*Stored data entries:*
+--

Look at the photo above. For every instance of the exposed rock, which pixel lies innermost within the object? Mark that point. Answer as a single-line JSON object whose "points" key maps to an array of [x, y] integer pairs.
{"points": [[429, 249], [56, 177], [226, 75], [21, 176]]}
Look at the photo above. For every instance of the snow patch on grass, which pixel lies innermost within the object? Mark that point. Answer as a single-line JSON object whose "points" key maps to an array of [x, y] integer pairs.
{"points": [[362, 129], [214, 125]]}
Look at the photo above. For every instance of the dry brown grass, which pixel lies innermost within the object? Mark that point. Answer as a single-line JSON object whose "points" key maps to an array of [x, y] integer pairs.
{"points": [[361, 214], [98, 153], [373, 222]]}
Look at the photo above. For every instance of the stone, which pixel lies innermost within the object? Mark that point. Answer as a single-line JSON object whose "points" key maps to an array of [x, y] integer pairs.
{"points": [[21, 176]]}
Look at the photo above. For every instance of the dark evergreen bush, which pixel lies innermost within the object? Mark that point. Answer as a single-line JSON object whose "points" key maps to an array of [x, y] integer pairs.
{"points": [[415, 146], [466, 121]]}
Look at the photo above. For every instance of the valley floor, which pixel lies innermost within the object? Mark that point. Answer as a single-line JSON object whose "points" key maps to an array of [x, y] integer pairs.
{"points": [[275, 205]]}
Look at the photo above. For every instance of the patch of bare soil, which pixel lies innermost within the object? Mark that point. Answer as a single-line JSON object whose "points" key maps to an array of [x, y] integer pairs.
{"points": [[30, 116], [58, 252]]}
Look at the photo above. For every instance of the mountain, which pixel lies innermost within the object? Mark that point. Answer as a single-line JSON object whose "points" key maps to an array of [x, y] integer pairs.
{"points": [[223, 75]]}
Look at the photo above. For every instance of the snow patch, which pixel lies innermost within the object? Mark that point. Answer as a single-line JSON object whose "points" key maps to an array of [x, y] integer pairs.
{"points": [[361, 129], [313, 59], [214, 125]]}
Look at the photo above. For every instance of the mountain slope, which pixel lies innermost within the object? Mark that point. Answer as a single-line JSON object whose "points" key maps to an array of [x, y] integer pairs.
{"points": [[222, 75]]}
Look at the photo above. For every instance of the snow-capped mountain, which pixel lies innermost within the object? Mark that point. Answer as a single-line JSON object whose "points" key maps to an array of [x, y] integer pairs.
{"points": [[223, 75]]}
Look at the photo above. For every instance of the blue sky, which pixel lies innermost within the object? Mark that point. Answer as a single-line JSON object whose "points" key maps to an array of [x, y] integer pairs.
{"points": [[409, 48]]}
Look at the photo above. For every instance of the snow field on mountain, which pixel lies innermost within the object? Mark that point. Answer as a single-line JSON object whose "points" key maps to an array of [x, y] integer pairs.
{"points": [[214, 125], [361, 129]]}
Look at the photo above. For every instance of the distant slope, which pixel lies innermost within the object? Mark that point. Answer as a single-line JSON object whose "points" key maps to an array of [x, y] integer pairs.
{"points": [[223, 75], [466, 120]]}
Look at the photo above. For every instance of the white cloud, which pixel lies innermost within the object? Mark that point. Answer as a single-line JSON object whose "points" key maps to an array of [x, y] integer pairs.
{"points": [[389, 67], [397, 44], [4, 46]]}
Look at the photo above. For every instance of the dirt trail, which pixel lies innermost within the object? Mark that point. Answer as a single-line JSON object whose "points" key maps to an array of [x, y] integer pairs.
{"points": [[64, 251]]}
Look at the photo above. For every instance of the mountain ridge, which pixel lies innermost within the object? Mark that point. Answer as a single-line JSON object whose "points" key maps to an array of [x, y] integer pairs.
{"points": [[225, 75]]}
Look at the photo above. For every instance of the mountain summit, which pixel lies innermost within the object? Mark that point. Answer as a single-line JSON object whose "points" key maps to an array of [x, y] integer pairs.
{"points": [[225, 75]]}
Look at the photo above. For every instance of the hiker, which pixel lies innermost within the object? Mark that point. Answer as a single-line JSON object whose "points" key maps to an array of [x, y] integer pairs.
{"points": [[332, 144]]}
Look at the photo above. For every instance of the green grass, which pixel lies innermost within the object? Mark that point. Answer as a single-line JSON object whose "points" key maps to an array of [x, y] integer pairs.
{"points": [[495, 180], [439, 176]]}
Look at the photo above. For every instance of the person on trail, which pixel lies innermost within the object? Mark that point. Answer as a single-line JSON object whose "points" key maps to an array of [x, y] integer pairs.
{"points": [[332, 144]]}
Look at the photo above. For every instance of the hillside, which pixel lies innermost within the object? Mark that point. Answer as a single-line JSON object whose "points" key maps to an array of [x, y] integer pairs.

+--

*Work task:* The data must be duplicated exactly, with nothing left out.

*Task answer:*
Look at the photo above. For every instance of the exposed rock, which pixel lies innermost within the object? Mark that point. Answer as a single-line JSON object whose "points" key maps to an array of [x, y] integer pairs.
{"points": [[429, 249], [56, 177], [226, 75], [21, 176]]}
Look at the photo above. For every instance of the snow patch on grass, which pixel lies innermost within the object? Mark that point. Answer as a single-line JSON object whose "points" key maps to an array of [x, y] integer pairs.
{"points": [[362, 129], [214, 125]]}
Look at the photo above. For every instance of the dry brown grass, which pixel lies innermost within the object? Mark that point. Answer as a single-line JSON object whose "points" key maps to an array of [x, y] integer pairs.
{"points": [[361, 214], [98, 153], [373, 222]]}
Look at the photo above. For every instance of the stone, which pixel lies innermost within the object? Mark that point. Answer as a single-line JSON object whose "points" key maps to an array of [x, y] integer pairs.
{"points": [[21, 176]]}
Look at the photo above. For every instance of the dark evergreen bush, which pixel lies innermost within the object? Mark that point. Answer as a single-line JSON object whose "points" key maps to an array of [x, y] integer pairs.
{"points": [[415, 146], [466, 121]]}
Look at the photo above. For every instance of the valley floor, which pixel lies innermost within the object? Mark that point. Answer as a single-line JSON object whose "points" key maps to an array of [x, y] integer pairs.
{"points": [[275, 205]]}
Look at the photo above. For every instance of the patch of bare soil, which pixel lies innermost within the object? Mark that point. Answer as a single-line JSON object whose "points" key maps to an array of [x, y] integer pairs.
{"points": [[30, 116], [58, 252]]}
Look at the photo above. For every instance of the mountain, which pixel lies innermost within the object? Mark that point. Answer as a single-line JSON object whose "points" key maps to an array of [x, y] integer pairs.
{"points": [[223, 75]]}
Look at the photo above. For every instance of the snow patch, which pixel lies innermost within the object? Mark that point. Answer as a single-line JSON object whose "points" key maps to an array of [x, y] integer pairs.
{"points": [[361, 129], [313, 59], [214, 125]]}
Look at the photo above. For every instance of the mountain slope, which pixel lies innermost within the object? Mark that point. Answer as a single-line JSON object whose "points" key maps to an array of [x, y] integer pairs.
{"points": [[222, 75]]}
Look at the photo above. For every instance of the snow-capped mountain, which pixel lies innermost within the object? Mark that point. Answer as a single-line JSON object whose "points" key maps to an array of [x, y] integer pairs.
{"points": [[223, 75]]}
Look at the photo above. For every instance of the blue sky, which pixel lies innermost within the object? Mark that point. Answer as a single-line JSON object whose "points" key maps to an array of [x, y] integer pairs.
{"points": [[409, 48]]}
Look at the photo above. For every instance of the snow field on mountain, which pixel lies innermost within the object? Mark that point. Answer as a single-line JSON object whose "points" key maps to an array of [x, y] integer pairs.
{"points": [[214, 125], [361, 129]]}
Look at the photo above. For every instance of the distant slope, which pixel lies innermost within the object? Mark that point. Answer as a single-line JSON object whose "points" key maps to an array of [x, y] integer pairs.
{"points": [[223, 75], [466, 120]]}
Look at the photo above. For every instance of the white cloud, which pixel lies innermost within the object? Mark that point. Answer as a single-line JSON object whose "points" key maps to an array of [x, y] integer pairs.
{"points": [[389, 67], [397, 44], [4, 46]]}
Look at the photo above. For every instance of the dirt trail, which pixel lies innermost within the object? Mark that point. Answer as a single-line JSON object whose "points" key maps to an array of [x, y] integer pairs.
{"points": [[64, 251]]}
Look at the photo above. For every instance of the mountain ridge, which pixel lies innermost within the object? Mark that point. Answer as a single-line JSON object whose "points" key maps to an array of [x, y] integer pairs.
{"points": [[225, 75]]}
Look at the photo above. For every instance of the mountain summit, which pixel lies innermost within the object? Mark that point. Answer as a single-line JSON object whose "points" key maps to an array of [x, y] integer pairs.
{"points": [[225, 75]]}
Look at the photo above. For every instance of the hiker, which pixel lies innermost within the object? Mark that point. Answer as a single-line JSON object whose "points" key maps to an array of [x, y] integer pairs.
{"points": [[332, 144]]}
Look at the photo above. For every instance of the green grass, which pixel lies innermost within the object? Mark that point. Answer as a single-line JSON object whose "points" key maps to an array of [x, y] integer pairs.
{"points": [[495, 180], [439, 176]]}
Look at the photo above. For every instance of the person on trail, which pixel lies innermost within the object? Mark that point. Answer as a single-line JSON object whose "points" key maps to an array of [x, y] integer pairs.
{"points": [[332, 144]]}
Look at the photo above. For every instance of the hillside, which pixel lies innermost within the object? Mark that point. Answer as a single-line JSON object whose "points" key maps to an array of [x, y] integer pairs.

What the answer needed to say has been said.